_SET PROBLEM:_ Please report how many lines of the records contain the string "under", treating uppercase and lowercase as different. Give only the number.

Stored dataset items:
# # # # #
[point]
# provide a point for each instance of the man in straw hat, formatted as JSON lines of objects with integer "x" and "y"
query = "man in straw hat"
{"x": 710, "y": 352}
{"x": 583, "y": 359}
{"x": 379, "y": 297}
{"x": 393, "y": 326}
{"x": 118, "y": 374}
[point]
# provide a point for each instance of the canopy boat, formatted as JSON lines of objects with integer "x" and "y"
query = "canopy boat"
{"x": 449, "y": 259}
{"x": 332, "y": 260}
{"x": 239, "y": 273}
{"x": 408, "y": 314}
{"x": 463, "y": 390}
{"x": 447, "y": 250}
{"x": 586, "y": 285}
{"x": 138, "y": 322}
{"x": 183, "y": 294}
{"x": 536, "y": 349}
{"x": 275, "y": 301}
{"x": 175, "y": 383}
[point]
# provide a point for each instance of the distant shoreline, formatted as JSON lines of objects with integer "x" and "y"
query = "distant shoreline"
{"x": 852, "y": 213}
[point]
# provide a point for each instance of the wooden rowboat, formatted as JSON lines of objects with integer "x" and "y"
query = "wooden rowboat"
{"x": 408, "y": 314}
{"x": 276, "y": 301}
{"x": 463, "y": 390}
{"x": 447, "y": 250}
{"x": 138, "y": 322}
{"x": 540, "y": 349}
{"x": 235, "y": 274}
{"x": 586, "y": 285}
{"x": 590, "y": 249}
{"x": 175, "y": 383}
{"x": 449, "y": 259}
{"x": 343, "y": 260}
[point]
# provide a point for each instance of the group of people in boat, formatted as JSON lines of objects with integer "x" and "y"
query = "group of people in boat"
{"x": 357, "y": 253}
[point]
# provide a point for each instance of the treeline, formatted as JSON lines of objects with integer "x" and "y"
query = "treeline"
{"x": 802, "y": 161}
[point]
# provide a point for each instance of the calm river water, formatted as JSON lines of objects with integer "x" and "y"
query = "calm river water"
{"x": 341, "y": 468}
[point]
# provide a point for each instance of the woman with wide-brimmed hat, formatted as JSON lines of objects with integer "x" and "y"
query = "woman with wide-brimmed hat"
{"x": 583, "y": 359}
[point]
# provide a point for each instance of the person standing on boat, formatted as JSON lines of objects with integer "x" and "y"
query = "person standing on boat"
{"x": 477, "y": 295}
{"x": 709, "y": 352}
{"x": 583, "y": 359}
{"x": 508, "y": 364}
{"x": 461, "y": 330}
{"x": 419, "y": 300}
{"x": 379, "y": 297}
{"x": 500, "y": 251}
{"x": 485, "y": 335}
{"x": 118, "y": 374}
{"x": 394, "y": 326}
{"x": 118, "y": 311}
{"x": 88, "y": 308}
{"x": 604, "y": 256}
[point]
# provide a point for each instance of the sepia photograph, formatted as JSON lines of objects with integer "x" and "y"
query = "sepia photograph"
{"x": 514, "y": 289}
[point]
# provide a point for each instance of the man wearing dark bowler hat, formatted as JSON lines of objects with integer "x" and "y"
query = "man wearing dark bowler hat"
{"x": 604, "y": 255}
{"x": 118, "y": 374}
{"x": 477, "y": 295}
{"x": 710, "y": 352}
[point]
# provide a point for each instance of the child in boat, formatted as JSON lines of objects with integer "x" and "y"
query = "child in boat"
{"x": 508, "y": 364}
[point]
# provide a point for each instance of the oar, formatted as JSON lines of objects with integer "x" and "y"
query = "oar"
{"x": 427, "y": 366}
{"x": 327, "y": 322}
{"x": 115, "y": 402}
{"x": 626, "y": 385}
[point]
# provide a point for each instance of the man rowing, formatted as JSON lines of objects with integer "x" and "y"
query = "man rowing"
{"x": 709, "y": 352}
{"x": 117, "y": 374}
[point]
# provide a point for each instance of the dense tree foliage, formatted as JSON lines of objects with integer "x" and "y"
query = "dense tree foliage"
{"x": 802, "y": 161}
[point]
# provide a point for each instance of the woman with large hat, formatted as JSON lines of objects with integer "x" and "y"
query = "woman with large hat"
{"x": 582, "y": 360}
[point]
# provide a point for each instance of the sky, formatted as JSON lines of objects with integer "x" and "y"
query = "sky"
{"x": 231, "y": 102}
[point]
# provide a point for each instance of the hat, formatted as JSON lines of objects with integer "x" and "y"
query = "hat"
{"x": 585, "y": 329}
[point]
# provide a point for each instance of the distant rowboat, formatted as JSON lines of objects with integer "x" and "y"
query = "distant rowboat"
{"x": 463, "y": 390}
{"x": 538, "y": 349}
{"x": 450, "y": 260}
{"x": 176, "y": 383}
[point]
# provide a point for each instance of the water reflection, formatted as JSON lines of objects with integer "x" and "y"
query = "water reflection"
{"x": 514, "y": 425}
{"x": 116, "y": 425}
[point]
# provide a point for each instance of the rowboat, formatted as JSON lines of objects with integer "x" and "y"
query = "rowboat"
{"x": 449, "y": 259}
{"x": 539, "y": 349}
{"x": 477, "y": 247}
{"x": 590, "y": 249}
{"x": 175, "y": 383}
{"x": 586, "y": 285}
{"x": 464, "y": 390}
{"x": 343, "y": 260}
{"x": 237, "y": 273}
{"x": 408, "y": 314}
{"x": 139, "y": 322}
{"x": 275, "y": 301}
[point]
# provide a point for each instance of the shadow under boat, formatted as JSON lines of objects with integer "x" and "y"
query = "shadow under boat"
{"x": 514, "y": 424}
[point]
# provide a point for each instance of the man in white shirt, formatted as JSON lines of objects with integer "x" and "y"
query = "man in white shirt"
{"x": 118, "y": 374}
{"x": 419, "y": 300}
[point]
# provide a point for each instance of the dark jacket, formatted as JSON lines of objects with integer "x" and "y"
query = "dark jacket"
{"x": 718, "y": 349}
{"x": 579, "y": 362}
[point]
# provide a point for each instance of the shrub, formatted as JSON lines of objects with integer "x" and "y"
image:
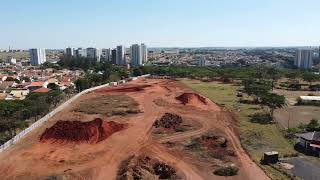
# # # # #
_FINAL RESULT:_ 2